[Trecho do texto]
----

O meio ambiente ecologicamente equilibrado é protegido pelo art. 225 da CRFB/88, e sua proteção é competência comum da União, dos Estados, do DF e dos Municípios, conforme art. 23, VI e VII, da CRFB/88. Cabe a cada uma destas esferas de governo, nos termos da lei e do interesse preponderante, fiscalizar, licenciar e, em havendo necessidade, autuar.

A Lei 4.771/65 (Código Florestal) traz definições de Área de Preservação Permanente-APP a serem respeitadas, prevendo ainda a interpretação conjunta desta norma com os planos diretores municipais para edificação nos perímetros urbanos:

"Art. 2° Consideram-se de preservação permanente, pelo só efeito desta Lei, as florestas e demais formas de vegetação natural situadas:
(...)
f) nas restingas, como fixadoras de dunas ou estabilizadoras de mangues;
(...)
Parágrafo único. No caso de áreas urbanas, assim entendidas as compreendidas nos perímetros urbanos definidos por lei municipal,  e nas  regiões  metropolitanas e aglomerações urbanas, em todo o território abrangido, obervar-se-á o disposto nos respectivos planos diretores e leis de uso do solo, respeitados os princípios e limites a que se refere este artigo."

Esta lei foi regulamentada pelo Decreto 750/93 no que diz respeito ao corte, à exploração e à supressão de vegetação primária ou nos estágios avançado e médio de regeneração da Mata Atlântica.

"Art. 3- Para os efeitos deste Decreto, considera-se Mata Atlântica as formações florestais e ecossistemas associados inseridos no domínio Mata Atlântica, com as respectivas delimitações estabelecidas pelo Mapa de Vegetação do Brasil, IBGE 1988: Floresta Ombrófila Densa Atlântica, Floresta Ombrófila Mista, Floresta Ombrófila Aberta, Floresta Estacional Semidecidual, Floresta Estacional Decidual, manguezais, restingas, campos de altitude, brejos interioranos e encraves Florestais do Nordeste."

Para fins desta norma, a Resolução 10/93 do CONAMA disse:

"Art. 5º - As definições adotadas para as formações vegetais de que trata o artigo 4º, para efeito desta Resolução, são as seguintes:
(...)
II - Restinga - vegetação que recebe influência marinha, presente ao longo do litoral brasileiro, também considerada comunidade edáfica, por depender mais da natureza do solo do que do clima. Ocorre em mosaico e encontra-se em praias, cordões arenosos, dunas e depressões, apresentando de acordo com o estágio sucessional, estrato herbáceo, arbustivo e arbóreo, este último mais interiorizado.
(...)"

----

[Registros apresentados]
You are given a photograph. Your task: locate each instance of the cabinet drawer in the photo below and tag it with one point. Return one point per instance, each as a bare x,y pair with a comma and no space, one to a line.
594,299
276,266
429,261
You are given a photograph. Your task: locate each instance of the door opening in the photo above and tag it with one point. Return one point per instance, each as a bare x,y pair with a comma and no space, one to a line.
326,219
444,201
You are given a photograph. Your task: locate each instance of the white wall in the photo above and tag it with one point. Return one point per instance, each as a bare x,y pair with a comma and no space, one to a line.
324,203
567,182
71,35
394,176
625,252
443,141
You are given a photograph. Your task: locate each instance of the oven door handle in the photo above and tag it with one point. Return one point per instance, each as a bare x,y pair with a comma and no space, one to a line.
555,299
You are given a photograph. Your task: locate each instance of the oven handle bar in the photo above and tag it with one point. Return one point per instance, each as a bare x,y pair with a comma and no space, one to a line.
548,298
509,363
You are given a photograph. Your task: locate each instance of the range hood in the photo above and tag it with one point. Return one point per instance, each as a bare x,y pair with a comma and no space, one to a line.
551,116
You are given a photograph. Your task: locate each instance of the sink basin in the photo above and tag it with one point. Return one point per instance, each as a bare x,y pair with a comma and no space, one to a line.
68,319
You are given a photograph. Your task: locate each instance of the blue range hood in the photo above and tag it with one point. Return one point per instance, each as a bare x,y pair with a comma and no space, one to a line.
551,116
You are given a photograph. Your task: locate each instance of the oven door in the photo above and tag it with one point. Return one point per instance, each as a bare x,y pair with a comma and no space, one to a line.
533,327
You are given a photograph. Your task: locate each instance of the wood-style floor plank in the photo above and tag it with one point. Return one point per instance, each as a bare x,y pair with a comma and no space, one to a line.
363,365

----

[Problema proposto]
Informe se cada afirmação a seguir está de acordo com o trecho sobre proteção ambiental, respondendo sim ou não e citando entre aspas as palavras do trecho que decidem a resposta.
1. A proteção do meio ambiente é competência comum da União, dos Estados, do DF e dos Municípios.
2. O Decreto 750/93 regulamentou a Lei 4.771/65 quanto à exploração de vegetação do Cerrado.
3. De acordo com a Resolução 10/93 do CONAMA, a restinga depende mais do clima do que da natureza do solo.

[Solução apresentada]
1. Sim: "sua proteção é competência comum da União, dos Estados, do DF e dos Municípios".
2. Não: "no que diz respeito ao corte, à exploração e à supressão de vegetação primária ou nos estágios avançado e médio de regeneração da Mata Atlântica".
3. Não: "por depender mais da natureza do solo do que do clima".